WHAT IS REQUIRED:
Would you print the records as they stand, down to the last character?

======== DATA TO USE ========

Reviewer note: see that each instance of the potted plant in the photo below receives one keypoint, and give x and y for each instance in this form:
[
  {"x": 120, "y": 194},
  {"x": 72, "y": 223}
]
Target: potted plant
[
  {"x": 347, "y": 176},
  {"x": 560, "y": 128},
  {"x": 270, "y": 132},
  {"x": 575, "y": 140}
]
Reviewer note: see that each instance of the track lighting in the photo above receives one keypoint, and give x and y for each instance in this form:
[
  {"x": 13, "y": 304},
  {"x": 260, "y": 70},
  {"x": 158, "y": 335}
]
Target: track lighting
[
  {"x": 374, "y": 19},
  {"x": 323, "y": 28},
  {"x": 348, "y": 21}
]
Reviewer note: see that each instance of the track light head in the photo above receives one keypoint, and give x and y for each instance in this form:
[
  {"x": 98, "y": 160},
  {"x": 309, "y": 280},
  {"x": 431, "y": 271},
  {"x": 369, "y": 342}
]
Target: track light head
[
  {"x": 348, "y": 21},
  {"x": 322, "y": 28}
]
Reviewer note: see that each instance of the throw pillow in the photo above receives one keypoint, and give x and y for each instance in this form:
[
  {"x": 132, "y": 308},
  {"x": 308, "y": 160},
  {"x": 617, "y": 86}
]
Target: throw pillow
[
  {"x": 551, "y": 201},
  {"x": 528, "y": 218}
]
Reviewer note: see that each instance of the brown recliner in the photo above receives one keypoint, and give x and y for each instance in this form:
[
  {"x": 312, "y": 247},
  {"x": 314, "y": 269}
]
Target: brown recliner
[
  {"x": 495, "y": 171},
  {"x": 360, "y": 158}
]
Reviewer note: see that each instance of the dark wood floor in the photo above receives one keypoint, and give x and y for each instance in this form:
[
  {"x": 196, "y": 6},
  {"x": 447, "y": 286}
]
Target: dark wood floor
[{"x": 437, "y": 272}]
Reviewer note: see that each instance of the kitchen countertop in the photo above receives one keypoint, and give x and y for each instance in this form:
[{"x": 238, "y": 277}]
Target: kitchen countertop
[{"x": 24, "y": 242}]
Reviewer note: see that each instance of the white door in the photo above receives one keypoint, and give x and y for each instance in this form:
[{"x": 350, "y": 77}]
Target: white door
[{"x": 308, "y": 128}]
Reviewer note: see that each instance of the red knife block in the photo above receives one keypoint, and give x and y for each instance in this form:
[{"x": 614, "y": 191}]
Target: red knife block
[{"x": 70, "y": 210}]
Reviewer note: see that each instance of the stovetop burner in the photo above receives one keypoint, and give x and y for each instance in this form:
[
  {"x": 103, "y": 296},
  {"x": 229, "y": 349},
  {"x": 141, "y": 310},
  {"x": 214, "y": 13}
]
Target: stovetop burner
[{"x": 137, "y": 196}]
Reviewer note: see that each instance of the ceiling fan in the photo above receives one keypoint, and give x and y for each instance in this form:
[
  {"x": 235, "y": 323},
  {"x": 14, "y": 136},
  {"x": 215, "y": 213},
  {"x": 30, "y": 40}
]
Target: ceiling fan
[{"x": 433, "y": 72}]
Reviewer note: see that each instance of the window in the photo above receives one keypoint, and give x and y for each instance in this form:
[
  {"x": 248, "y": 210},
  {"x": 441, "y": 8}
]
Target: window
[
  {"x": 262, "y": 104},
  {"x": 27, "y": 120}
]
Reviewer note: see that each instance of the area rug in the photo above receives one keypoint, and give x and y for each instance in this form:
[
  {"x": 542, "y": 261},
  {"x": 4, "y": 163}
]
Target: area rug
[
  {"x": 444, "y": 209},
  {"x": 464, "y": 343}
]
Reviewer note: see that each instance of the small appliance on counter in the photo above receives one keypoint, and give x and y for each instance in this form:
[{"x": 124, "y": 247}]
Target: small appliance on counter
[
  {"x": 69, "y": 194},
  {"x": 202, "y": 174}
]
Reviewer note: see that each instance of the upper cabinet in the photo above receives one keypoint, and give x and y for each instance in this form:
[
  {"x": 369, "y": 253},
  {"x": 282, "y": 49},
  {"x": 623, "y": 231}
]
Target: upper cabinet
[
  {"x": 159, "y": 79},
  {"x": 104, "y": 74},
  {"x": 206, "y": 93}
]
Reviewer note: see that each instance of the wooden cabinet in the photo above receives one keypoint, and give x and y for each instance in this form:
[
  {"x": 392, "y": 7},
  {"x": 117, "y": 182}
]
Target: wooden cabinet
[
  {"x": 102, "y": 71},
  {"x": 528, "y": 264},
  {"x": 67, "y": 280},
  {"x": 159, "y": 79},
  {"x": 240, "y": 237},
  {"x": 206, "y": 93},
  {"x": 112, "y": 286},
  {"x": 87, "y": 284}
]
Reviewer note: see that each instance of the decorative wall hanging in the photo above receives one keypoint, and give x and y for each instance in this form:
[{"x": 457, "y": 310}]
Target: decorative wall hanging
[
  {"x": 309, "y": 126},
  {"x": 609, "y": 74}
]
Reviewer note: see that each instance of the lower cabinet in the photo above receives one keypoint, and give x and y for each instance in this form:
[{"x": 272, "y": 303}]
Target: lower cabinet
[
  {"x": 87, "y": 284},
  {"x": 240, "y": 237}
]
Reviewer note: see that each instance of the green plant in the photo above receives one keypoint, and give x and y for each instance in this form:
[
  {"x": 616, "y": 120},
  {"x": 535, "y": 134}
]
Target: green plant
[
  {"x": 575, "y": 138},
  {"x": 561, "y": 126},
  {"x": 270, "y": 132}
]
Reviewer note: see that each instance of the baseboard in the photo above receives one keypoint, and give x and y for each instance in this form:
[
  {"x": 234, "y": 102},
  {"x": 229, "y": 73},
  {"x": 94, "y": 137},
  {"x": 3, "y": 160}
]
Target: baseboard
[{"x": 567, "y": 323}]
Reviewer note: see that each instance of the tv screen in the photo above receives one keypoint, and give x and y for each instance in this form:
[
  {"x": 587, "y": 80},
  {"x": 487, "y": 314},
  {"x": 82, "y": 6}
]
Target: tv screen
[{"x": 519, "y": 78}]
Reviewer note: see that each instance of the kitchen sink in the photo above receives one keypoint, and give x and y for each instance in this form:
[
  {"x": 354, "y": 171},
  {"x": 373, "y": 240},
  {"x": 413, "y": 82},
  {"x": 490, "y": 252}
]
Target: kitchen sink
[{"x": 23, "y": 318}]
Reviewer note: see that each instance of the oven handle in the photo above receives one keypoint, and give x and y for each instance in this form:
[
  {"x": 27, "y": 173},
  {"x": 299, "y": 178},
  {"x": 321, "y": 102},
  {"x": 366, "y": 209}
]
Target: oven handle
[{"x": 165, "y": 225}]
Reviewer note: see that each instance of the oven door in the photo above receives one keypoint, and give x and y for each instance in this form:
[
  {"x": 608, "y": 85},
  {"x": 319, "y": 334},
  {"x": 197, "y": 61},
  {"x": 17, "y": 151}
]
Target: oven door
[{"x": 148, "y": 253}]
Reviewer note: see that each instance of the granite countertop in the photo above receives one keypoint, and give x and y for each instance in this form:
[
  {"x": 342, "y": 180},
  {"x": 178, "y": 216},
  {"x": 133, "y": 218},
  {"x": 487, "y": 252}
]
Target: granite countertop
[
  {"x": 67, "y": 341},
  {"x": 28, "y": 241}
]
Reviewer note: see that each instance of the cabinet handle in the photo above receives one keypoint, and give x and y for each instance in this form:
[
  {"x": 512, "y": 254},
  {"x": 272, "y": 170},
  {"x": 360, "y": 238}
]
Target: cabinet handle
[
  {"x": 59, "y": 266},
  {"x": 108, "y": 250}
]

========

TASK RESPONSE:
Reviewer note: see that each instance of the potted plant in the photo below receives one keypoint, and give x and y for each instance in this form:
[
  {"x": 120, "y": 194},
  {"x": 72, "y": 223}
]
Target: potted plant
[
  {"x": 347, "y": 176},
  {"x": 560, "y": 128},
  {"x": 270, "y": 132},
  {"x": 575, "y": 140}
]
Reviewer note: see that each instance of the track lighting in the photo above receives one keypoint, and give x and y for each instance in this form:
[
  {"x": 13, "y": 304},
  {"x": 260, "y": 70},
  {"x": 158, "y": 335}
]
Target: track lighting
[
  {"x": 374, "y": 19},
  {"x": 323, "y": 28},
  {"x": 348, "y": 21}
]
Reviewer note: see that each instance of the track light head in the photo above receives one keypoint, and give x and y for each instance in this form:
[
  {"x": 98, "y": 160},
  {"x": 309, "y": 280},
  {"x": 431, "y": 271},
  {"x": 369, "y": 342}
]
Target: track light head
[
  {"x": 348, "y": 21},
  {"x": 322, "y": 28}
]
Reviewer note: see that each instance of the throw pillow in the photo above receives one keypoint, and give x and y for each instance in this form:
[
  {"x": 132, "y": 308},
  {"x": 308, "y": 160},
  {"x": 617, "y": 86}
]
Target: throw pillow
[
  {"x": 551, "y": 201},
  {"x": 528, "y": 218}
]
Reviewer note: see that each instance of the brown recliner in the photo above receives one keypoint, and give x and y for each instance in this form:
[
  {"x": 312, "y": 247},
  {"x": 314, "y": 269}
]
Target: brown recliner
[
  {"x": 495, "y": 171},
  {"x": 360, "y": 158}
]
Reviewer note: see that each instance of the dark wood floor in the photo above receives one keypoint, and give x and y for each instance in this form:
[
  {"x": 196, "y": 6},
  {"x": 447, "y": 286}
]
Target: dark wood floor
[{"x": 437, "y": 272}]
Reviewer note: see that each instance of the kitchen countertop in the photo above receives one keypoint, and give x and y for each instance in this form:
[{"x": 238, "y": 277}]
Target: kitchen countertop
[{"x": 24, "y": 242}]
Reviewer note: see that each instance of the white door in the photo above receives one keypoint, and give x and y for each instance in this form:
[{"x": 350, "y": 77}]
Target: white door
[{"x": 308, "y": 128}]
Reviewer note: see that each instance of the red knife block in the photo above receives one keypoint, and give x and y for each instance in this form:
[{"x": 614, "y": 191}]
Target: red knife block
[{"x": 70, "y": 210}]
Reviewer note: see that each instance of the stovetop burner in the photo above receives one keypoint, and give x and y for each instance in this form:
[
  {"x": 103, "y": 296},
  {"x": 229, "y": 349},
  {"x": 141, "y": 310},
  {"x": 214, "y": 13}
]
Target: stovetop burner
[{"x": 137, "y": 196}]
Reviewer note: see that each instance of the ceiling fan in the photo above receives one keypoint, and give x and y for each instance in this form:
[
  {"x": 235, "y": 323},
  {"x": 14, "y": 136},
  {"x": 215, "y": 213},
  {"x": 30, "y": 40}
]
Target: ceiling fan
[{"x": 433, "y": 72}]
Reviewer note: see that each instance of the window in the photo above receives one keypoint, and give x and y for each instance in this form:
[
  {"x": 248, "y": 210},
  {"x": 441, "y": 8}
]
Target: window
[
  {"x": 262, "y": 104},
  {"x": 27, "y": 120}
]
Reviewer note: see that each instance of the area rug in the photo above receives one keypoint, and give x and y for each instance in this form:
[
  {"x": 542, "y": 261},
  {"x": 4, "y": 163}
]
Target: area rug
[
  {"x": 444, "y": 209},
  {"x": 464, "y": 343}
]
Reviewer note: see that each instance of the small appliance on counter in the photo above receives one keypoint, and give x and y for each instance in this form:
[{"x": 124, "y": 247}]
Target: small appliance on counter
[
  {"x": 69, "y": 194},
  {"x": 202, "y": 174}
]
Reviewer note: see that each instance of the upper cabinet in the photo above receives one keypoint, and give x and y for each instance in this form:
[
  {"x": 369, "y": 253},
  {"x": 282, "y": 49},
  {"x": 623, "y": 231}
]
Target: upper cabinet
[
  {"x": 159, "y": 79},
  {"x": 104, "y": 74},
  {"x": 206, "y": 93}
]
Reviewer note: see that each instance of the wooden cabinet in the photo above receives one keypoint, and give x and y for each instance in this form:
[
  {"x": 392, "y": 7},
  {"x": 117, "y": 182}
]
Target: wooden cabinet
[
  {"x": 102, "y": 71},
  {"x": 528, "y": 264},
  {"x": 67, "y": 280},
  {"x": 159, "y": 79},
  {"x": 240, "y": 237},
  {"x": 206, "y": 93},
  {"x": 112, "y": 286},
  {"x": 87, "y": 284}
]
Reviewer note: see that each instance of the decorative wall hanging in the photo above receives one keypoint, and give x and y for each instance in this form:
[{"x": 457, "y": 310}]
Target: decorative wall hanging
[
  {"x": 309, "y": 126},
  {"x": 609, "y": 74}
]
Reviewer note: see that each instance of the lower cabinet in the photo above receives one keypoint, and give x and y for each instance in this form:
[{"x": 272, "y": 303}]
Target: lower cabinet
[
  {"x": 87, "y": 284},
  {"x": 240, "y": 237}
]
Reviewer note: see that each instance of the green plant in the photo above receives one keypoint, and give x and y for each instance in this form:
[
  {"x": 616, "y": 120},
  {"x": 535, "y": 134}
]
Target: green plant
[
  {"x": 575, "y": 138},
  {"x": 561, "y": 126},
  {"x": 270, "y": 132}
]
Reviewer note: see that each instance of the baseboard in the photo above receives one keypoint, and give x and y for each instance in this form:
[
  {"x": 234, "y": 102},
  {"x": 229, "y": 73},
  {"x": 94, "y": 137},
  {"x": 3, "y": 160}
]
Target: baseboard
[{"x": 567, "y": 323}]
Reviewer note: see that each instance of the tv screen in the photo above receives one keypoint, and give x and y for each instance in this form:
[
  {"x": 587, "y": 80},
  {"x": 487, "y": 314},
  {"x": 82, "y": 6}
]
Target: tv screen
[{"x": 519, "y": 78}]
Reviewer note: see that each instance of the kitchen sink in the photo above receives one keypoint, and give x and y for each instance in this form:
[
  {"x": 354, "y": 171},
  {"x": 373, "y": 240},
  {"x": 413, "y": 82},
  {"x": 490, "y": 252}
]
Target: kitchen sink
[{"x": 23, "y": 318}]
Reviewer note: see that each instance of the oven handle in the photo above receives one keypoint, and give x and y for each instance in this form:
[
  {"x": 27, "y": 173},
  {"x": 299, "y": 178},
  {"x": 321, "y": 102},
  {"x": 366, "y": 209}
]
Target: oven handle
[{"x": 165, "y": 225}]
Reviewer note: see that each instance of the oven door in the photo above receives one keypoint, and give x and y for each instance in this form:
[
  {"x": 608, "y": 85},
  {"x": 319, "y": 334},
  {"x": 197, "y": 61},
  {"x": 17, "y": 151}
]
Target: oven door
[{"x": 148, "y": 253}]
Reviewer note: see that each instance of the granite countertop in the photo above receives one keypoint, and give x and y for each instance in this form:
[
  {"x": 342, "y": 180},
  {"x": 178, "y": 216},
  {"x": 133, "y": 218},
  {"x": 487, "y": 252}
]
Target: granite countertop
[
  {"x": 67, "y": 341},
  {"x": 28, "y": 241}
]
Reviewer note: see that each instance of the cabinet handle in the photo above receives one keypoint, and give x and y for each instance in this form:
[
  {"x": 512, "y": 254},
  {"x": 272, "y": 170},
  {"x": 360, "y": 238}
]
Target: cabinet handle
[
  {"x": 59, "y": 266},
  {"x": 108, "y": 250}
]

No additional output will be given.